* _Information shown_:
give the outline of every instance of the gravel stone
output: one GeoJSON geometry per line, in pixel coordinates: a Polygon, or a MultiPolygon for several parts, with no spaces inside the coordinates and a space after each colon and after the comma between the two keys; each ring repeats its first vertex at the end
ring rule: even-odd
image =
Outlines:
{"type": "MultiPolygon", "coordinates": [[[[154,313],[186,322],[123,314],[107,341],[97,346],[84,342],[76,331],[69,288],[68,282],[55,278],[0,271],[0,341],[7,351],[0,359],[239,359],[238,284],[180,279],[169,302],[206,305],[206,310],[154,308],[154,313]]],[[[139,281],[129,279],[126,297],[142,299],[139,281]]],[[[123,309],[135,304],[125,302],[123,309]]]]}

* _What is needed_: Copy every line of the entries above, unchanged, character for character.

* _Output_:
give the outline of every instance of the gravel stone
output: one GeoJSON geometry per line, in pixel coordinates: a Polygon, or a MultiPolygon for several parts, with no spaces inside the coordinates and a space after each colon and after the comma between the two keys; each ring repeats its first vertex at the end
ring rule: even-odd
image =
Outlines:
{"type": "MultiPolygon", "coordinates": [[[[154,313],[186,322],[123,314],[107,341],[97,346],[84,342],[76,331],[69,288],[68,282],[55,278],[0,271],[0,341],[7,351],[0,359],[239,359],[238,284],[180,279],[169,302],[206,305],[206,310],[154,308],[154,313]]],[[[139,281],[129,279],[126,297],[142,299],[139,281]]],[[[123,309],[135,304],[125,302],[123,309]]]]}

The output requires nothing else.